(Selected passage)

# White film on fish



## Claudia (Apr 21, 2010)

I have 72g with Borleyi nkata, in december i notice an oily film on the surface of the water dont know why, nothing was different, didnt add fish or change food. Then i went for xmas to Vernon and when i came back i found a dead fish  the film covering the top now. Last week or so i found another dead fish so i just did a water change and got i believe most if not all of the oily film but i saw one of the fish with like a white film on him, what can i treat it with? or any info will b appreciated...thanks in advance


----------



## Nicole (Nov 21, 2011)

the film on your water is surface scum, just add an air pump or something to agitate the water to break up the proteins, you can also cut back or pick up left over food. you can also place a paper towel on the surface but it's not as effective as agitating the water. not sure about the white film on your fish though..is it fungus? What are your readings btw, did you test for ammonia, etc?
Maybe someone more experienced can shed some light, i haven't dealt with any sickness besides the common ich and fungus stuff
GL


----------



## Nicole (Nov 21, 2011)

and if you don't know what to treat it with, just add salt for now


----------



## Claudia (Apr 21, 2010)

I test the water and everything is good except for ph, my is low at 7. I am gonna put some crushed oyster shells to get it up, so far i havent seen that white stuff on the fish anymore but i found a dead one today


----------



## Jasonator (Jul 12, 2011)

(End Selected passage)

Exercise: Write the next part of the forum thread about the white film on fish, starting right after its last line. The rows after this point are separate material and are not part of the forum thread above.

(Dataset entries)

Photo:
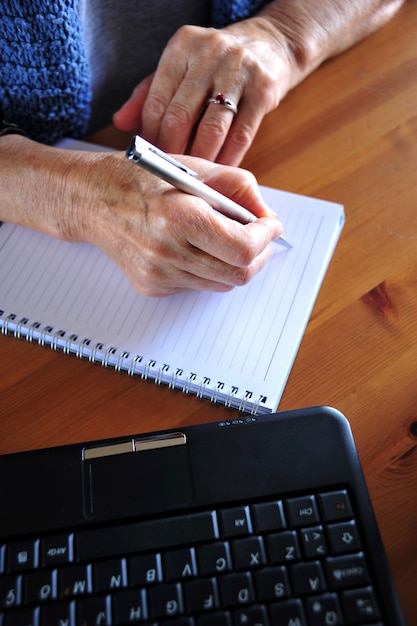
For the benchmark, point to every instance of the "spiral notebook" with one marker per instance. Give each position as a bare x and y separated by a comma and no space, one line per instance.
234,348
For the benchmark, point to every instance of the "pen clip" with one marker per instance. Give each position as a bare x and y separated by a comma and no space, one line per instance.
139,146
174,162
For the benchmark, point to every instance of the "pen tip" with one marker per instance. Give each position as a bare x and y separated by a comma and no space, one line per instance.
284,241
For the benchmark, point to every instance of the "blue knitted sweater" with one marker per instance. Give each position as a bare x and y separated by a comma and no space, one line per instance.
44,75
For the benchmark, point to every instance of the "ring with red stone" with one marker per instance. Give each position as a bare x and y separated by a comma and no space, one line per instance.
219,98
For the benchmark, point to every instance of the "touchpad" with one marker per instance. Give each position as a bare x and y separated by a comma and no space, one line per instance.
137,476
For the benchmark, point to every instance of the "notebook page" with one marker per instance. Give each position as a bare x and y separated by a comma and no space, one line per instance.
239,344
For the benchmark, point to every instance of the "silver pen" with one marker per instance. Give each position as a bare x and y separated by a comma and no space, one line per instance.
182,177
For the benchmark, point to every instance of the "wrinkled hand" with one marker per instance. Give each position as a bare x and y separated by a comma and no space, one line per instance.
164,240
247,62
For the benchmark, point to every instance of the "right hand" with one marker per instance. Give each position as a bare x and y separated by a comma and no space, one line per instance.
165,241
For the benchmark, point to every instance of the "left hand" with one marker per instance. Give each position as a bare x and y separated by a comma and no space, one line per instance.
248,62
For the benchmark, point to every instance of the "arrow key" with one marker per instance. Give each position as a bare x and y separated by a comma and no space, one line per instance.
343,537
313,542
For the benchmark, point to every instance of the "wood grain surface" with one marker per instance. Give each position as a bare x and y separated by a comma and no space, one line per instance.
347,134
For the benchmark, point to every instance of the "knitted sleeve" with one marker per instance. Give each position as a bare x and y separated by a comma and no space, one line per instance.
44,76
227,11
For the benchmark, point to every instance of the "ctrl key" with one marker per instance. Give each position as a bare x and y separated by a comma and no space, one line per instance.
360,605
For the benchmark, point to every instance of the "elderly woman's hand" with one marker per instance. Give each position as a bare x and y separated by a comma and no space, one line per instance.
248,63
164,240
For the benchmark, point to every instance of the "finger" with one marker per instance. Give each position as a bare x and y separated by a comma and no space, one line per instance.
241,134
174,101
129,116
214,125
183,111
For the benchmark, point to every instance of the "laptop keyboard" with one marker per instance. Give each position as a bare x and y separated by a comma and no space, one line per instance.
299,561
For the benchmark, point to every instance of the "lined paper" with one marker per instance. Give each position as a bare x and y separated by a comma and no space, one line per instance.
233,346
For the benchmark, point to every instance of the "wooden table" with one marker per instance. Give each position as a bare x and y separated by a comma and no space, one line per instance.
348,134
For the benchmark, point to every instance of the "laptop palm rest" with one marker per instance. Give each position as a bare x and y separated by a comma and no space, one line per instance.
139,475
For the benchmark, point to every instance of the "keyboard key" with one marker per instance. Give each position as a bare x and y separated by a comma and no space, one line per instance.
22,556
24,617
283,547
74,581
313,542
272,583
56,550
165,601
335,505
40,586
129,606
302,511
324,610
148,536
268,516
235,522
248,553
343,537
236,589
252,616
307,578
214,558
94,610
179,564
58,614
145,569
222,618
360,605
110,575
347,571
201,595
10,592
288,612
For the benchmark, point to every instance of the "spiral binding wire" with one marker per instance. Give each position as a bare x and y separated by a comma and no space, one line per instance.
134,366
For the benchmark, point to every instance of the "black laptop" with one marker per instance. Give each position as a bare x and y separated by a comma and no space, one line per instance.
254,521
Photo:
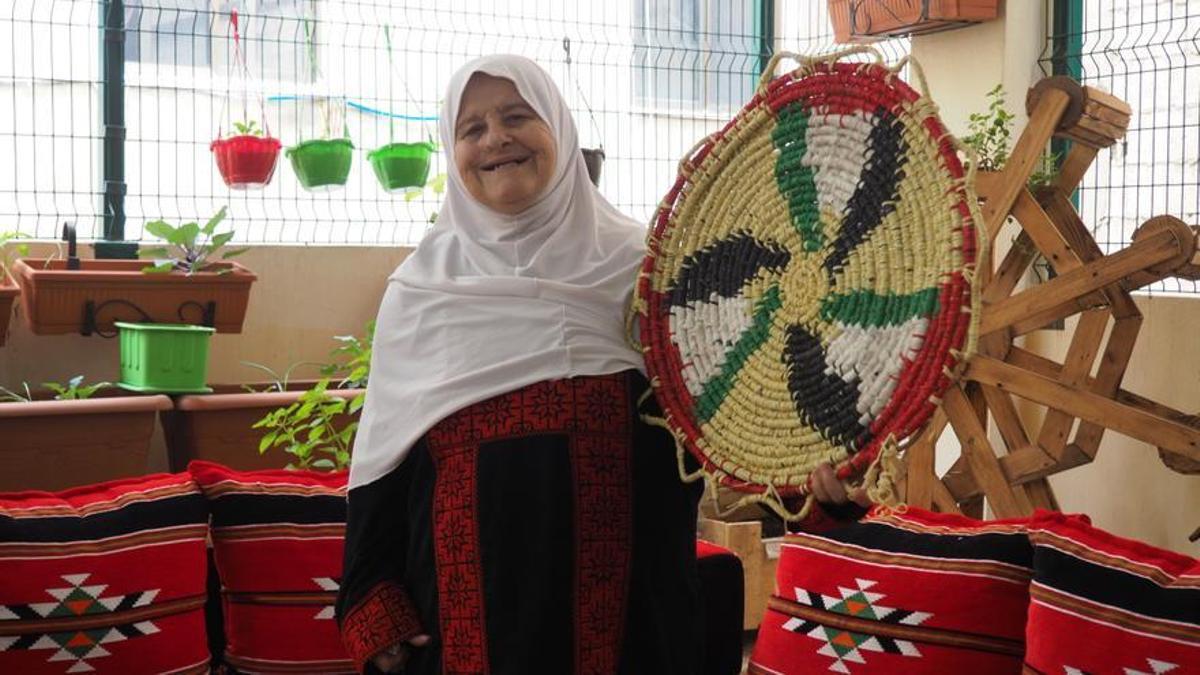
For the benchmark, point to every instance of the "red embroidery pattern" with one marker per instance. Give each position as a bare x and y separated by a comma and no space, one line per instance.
383,617
597,412
604,529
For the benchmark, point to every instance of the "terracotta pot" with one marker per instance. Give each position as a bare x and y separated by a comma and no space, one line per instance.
219,426
57,299
9,292
58,444
855,21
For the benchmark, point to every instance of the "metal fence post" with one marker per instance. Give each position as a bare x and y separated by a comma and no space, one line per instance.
112,61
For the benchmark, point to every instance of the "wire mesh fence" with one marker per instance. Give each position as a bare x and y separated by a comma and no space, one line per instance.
646,79
1145,53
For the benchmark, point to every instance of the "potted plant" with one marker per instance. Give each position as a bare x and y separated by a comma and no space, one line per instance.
165,358
401,167
858,21
9,288
324,162
223,426
247,156
246,160
73,434
184,285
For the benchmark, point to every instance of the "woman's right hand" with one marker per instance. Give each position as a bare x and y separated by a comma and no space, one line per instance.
394,658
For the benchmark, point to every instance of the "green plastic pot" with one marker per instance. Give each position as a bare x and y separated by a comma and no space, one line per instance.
165,358
322,163
400,166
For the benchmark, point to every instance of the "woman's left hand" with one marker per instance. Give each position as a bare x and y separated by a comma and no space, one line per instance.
829,490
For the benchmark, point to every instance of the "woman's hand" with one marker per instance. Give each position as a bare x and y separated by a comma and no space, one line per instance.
829,490
394,658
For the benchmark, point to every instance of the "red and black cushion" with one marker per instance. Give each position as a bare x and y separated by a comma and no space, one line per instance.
900,592
1101,603
106,578
277,538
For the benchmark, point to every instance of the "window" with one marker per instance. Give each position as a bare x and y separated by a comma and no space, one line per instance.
198,34
695,54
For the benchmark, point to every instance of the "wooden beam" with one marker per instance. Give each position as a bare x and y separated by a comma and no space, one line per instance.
919,458
1114,362
1005,501
1083,404
1152,251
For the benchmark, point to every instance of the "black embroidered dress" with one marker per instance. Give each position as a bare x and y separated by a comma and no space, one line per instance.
540,531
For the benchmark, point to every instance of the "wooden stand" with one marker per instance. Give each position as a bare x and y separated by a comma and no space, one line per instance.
1087,282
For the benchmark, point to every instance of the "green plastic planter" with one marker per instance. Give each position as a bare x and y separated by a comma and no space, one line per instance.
165,358
322,163
400,166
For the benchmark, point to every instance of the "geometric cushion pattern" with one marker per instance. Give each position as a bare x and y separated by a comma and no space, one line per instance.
1107,604
277,541
900,592
106,578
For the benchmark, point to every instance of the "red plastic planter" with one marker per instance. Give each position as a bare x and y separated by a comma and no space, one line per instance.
246,161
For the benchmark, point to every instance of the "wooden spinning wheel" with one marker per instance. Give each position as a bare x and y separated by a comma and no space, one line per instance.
1090,284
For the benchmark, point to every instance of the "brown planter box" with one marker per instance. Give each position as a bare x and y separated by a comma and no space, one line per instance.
55,298
219,426
57,444
867,21
9,292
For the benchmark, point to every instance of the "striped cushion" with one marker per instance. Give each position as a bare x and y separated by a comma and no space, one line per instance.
277,538
1092,589
900,592
106,578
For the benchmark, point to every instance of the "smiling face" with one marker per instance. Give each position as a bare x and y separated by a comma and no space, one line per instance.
504,153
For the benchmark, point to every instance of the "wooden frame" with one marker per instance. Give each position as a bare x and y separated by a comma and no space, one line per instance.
1087,282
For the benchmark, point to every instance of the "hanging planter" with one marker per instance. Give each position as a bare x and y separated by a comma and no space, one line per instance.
322,163
246,160
165,358
868,21
401,166
594,159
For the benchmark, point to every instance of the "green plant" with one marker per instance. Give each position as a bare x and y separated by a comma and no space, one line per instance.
279,381
436,185
249,127
1045,172
191,245
991,132
357,353
307,431
73,390
9,255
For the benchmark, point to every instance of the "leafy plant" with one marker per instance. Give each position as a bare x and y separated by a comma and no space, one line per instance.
279,381
307,431
9,255
357,365
249,127
73,390
191,246
991,131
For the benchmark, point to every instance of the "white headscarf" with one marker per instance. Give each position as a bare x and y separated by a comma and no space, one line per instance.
490,303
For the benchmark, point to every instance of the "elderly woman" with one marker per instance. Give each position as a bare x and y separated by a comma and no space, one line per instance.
509,513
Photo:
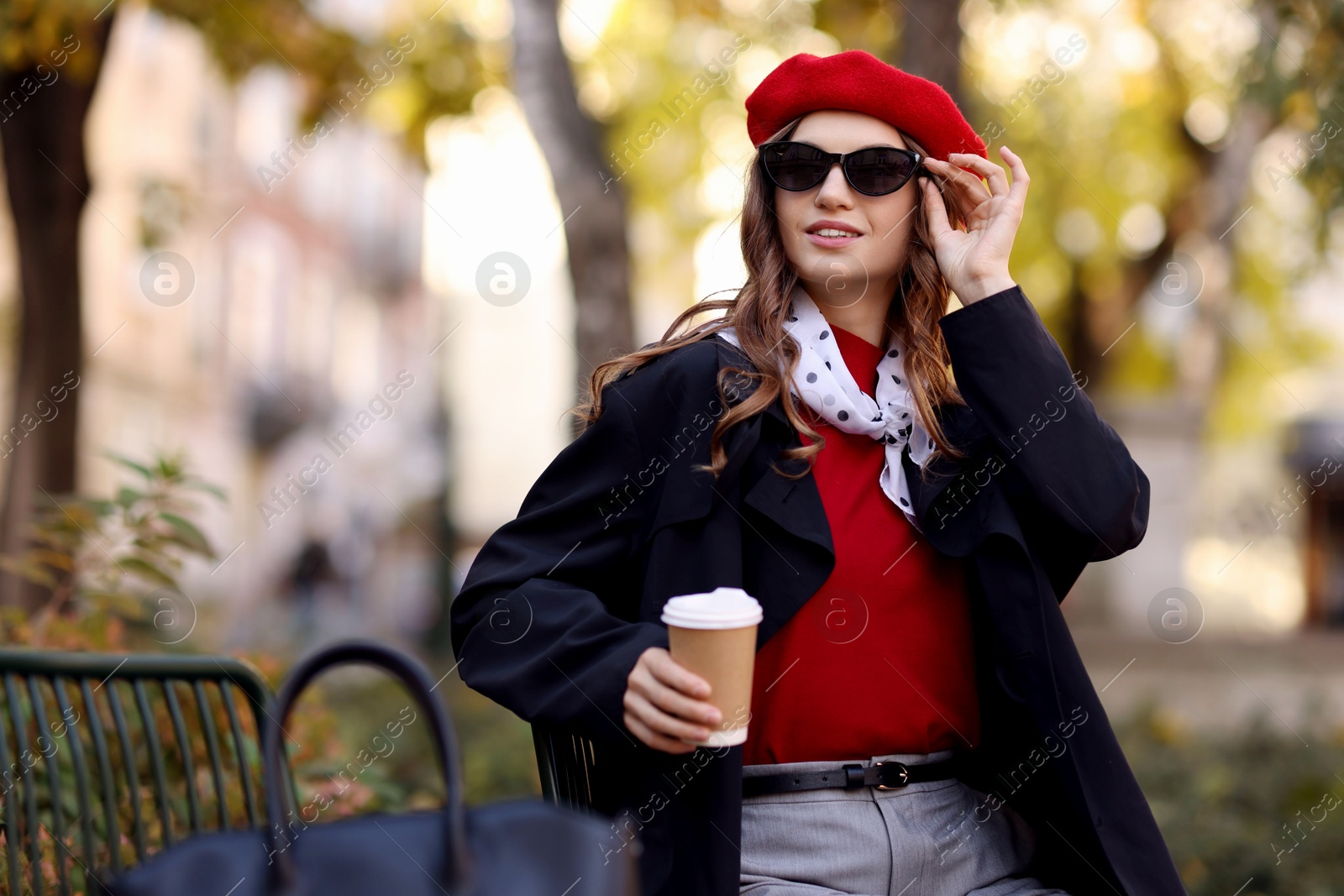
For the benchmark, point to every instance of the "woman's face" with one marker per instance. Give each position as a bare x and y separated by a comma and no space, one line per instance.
842,271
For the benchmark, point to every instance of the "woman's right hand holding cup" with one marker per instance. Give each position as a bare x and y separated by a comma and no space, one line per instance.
665,701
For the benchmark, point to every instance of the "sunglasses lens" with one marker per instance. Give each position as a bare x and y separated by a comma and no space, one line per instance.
879,170
795,165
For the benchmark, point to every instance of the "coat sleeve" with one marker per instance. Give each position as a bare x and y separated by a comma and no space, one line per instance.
1019,385
543,622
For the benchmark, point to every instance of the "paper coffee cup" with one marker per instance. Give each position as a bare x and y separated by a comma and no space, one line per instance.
714,634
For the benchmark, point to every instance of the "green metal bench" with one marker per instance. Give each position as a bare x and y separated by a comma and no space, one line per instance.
566,765
111,732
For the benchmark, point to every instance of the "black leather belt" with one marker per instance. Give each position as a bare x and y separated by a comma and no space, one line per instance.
884,775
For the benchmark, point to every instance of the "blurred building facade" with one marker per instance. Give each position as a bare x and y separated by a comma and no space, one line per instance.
261,308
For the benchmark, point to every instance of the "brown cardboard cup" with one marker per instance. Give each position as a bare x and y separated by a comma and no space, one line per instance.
714,634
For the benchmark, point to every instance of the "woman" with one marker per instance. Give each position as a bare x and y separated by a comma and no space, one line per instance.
921,721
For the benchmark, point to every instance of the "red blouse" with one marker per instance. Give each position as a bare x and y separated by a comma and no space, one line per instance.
880,658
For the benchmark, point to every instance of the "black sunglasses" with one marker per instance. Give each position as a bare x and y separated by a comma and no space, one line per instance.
875,170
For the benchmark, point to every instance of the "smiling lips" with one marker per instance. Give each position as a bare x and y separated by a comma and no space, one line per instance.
832,233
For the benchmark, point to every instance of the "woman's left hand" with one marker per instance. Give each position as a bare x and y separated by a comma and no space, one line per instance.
974,261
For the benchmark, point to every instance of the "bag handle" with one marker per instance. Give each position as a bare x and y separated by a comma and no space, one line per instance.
412,673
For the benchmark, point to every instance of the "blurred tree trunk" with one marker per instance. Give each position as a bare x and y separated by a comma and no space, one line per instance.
49,186
591,203
931,43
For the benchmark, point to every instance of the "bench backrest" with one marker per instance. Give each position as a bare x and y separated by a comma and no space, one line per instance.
107,759
564,762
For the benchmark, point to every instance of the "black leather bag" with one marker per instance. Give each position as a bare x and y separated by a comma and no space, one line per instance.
517,846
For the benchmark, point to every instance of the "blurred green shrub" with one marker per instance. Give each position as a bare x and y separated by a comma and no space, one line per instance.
104,559
1249,810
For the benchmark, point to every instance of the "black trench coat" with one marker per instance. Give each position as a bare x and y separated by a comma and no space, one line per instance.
561,600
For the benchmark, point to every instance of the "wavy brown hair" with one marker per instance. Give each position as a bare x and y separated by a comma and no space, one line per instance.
759,312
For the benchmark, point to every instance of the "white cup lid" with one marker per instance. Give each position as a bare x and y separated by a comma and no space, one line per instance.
719,609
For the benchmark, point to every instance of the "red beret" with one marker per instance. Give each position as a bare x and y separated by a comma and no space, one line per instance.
858,81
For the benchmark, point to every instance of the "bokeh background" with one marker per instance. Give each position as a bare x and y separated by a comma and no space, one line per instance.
295,298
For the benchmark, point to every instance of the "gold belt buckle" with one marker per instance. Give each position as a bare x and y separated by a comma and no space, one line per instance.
900,766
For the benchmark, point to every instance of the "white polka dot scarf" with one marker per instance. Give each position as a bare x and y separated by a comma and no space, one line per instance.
824,383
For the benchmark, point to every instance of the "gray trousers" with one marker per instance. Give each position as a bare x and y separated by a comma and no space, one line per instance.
931,839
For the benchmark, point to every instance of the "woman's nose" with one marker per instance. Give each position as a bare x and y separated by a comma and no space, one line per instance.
835,190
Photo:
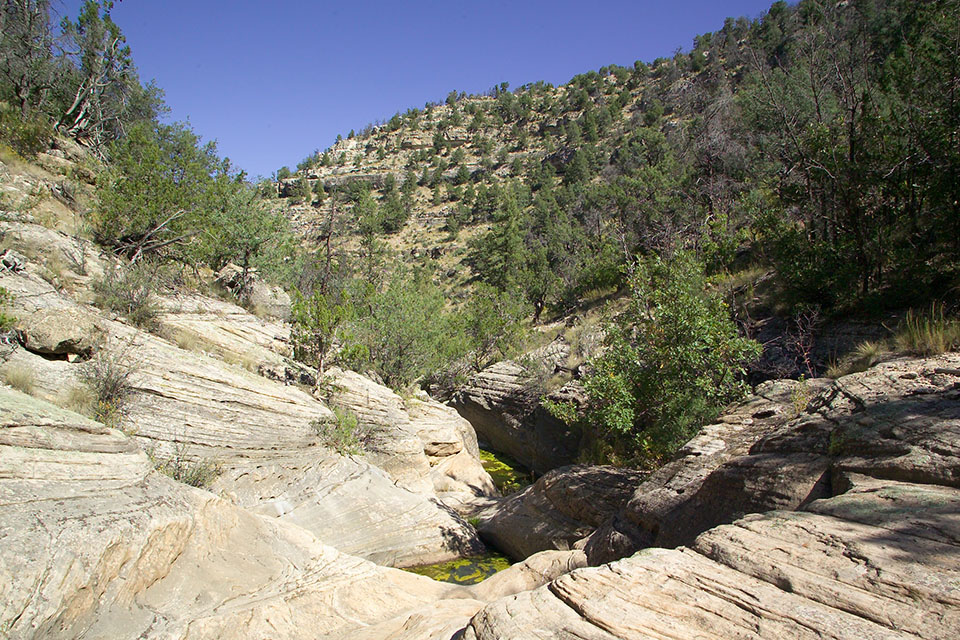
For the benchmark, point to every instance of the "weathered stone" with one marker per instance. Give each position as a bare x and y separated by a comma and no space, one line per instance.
560,508
62,332
506,413
193,408
775,575
393,444
899,420
95,544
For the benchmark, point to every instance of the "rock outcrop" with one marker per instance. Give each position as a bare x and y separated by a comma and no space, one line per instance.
505,410
781,448
879,561
96,544
559,509
191,408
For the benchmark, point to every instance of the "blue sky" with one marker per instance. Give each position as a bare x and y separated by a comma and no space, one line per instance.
273,81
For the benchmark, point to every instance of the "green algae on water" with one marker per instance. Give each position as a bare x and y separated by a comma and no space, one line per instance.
508,475
465,570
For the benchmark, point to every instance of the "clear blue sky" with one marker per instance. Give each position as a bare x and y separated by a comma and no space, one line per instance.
272,81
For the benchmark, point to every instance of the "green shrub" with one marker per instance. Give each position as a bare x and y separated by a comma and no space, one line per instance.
673,359
107,377
26,137
6,320
129,292
196,473
342,433
19,378
862,358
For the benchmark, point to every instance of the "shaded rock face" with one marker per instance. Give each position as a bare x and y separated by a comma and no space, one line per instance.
96,544
899,421
853,528
66,333
264,298
861,565
424,446
559,509
507,415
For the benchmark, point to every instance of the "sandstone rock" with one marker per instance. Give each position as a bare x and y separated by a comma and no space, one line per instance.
506,413
661,511
194,408
264,298
899,420
560,508
393,445
269,300
775,575
95,544
70,259
61,332
450,444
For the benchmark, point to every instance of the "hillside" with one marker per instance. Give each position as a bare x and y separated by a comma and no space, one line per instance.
777,143
214,410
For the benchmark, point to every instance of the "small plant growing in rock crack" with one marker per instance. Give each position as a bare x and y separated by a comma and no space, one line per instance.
800,397
196,473
343,432
107,377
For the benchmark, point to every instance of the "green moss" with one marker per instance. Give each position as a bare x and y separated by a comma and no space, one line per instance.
508,475
465,570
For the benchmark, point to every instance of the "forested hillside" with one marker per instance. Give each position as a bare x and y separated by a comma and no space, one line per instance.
813,151
819,139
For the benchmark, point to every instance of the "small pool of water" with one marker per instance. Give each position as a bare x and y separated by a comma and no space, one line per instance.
508,475
465,570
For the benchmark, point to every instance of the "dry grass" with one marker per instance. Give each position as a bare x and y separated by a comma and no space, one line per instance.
862,358
928,333
19,378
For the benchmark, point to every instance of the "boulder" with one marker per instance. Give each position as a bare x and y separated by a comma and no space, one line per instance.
60,332
194,409
505,410
392,443
859,572
450,444
559,509
263,298
661,510
781,449
96,544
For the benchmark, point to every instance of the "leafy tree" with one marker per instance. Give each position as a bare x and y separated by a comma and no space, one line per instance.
318,324
494,324
673,359
402,332
169,196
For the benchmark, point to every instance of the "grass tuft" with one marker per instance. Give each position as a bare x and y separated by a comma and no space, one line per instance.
928,333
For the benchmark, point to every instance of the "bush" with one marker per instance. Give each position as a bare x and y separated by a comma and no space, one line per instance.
6,320
129,292
342,433
19,378
26,137
196,473
673,359
107,377
403,333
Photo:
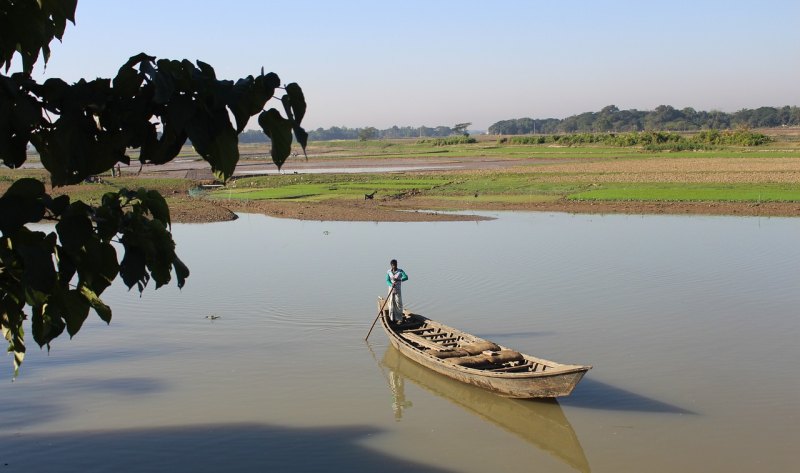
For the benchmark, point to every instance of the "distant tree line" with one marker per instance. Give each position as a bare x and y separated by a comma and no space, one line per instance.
664,117
365,133
649,140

(End Dataset entries)

Response to this exercise:
The one thing I've always relied on for 'mystery symptoms' in any of my tanks is my good old, trusty *Vortex Diatom filter*.(google this one - it's worth it)

IMHO - The Vortex Diatom is one of the best products on the market for making your water crystal clear. It is designed to take all of the fine particles out of the water (down to 1 micron!). This takes out *all* of the parasites and fungi. It removes any stains, or clouding of your water. The fish seem to just float in space --it's so clear. Not to be used as a full-time filter, but move it from tank to tank and in a few minutes you can begin to see the difference. A great product, I've often wondered why other companies didn't make a similar product.

When I use it, I do leave it on for a couple hours, and, when it's possible, stir things up a bit.

good luck!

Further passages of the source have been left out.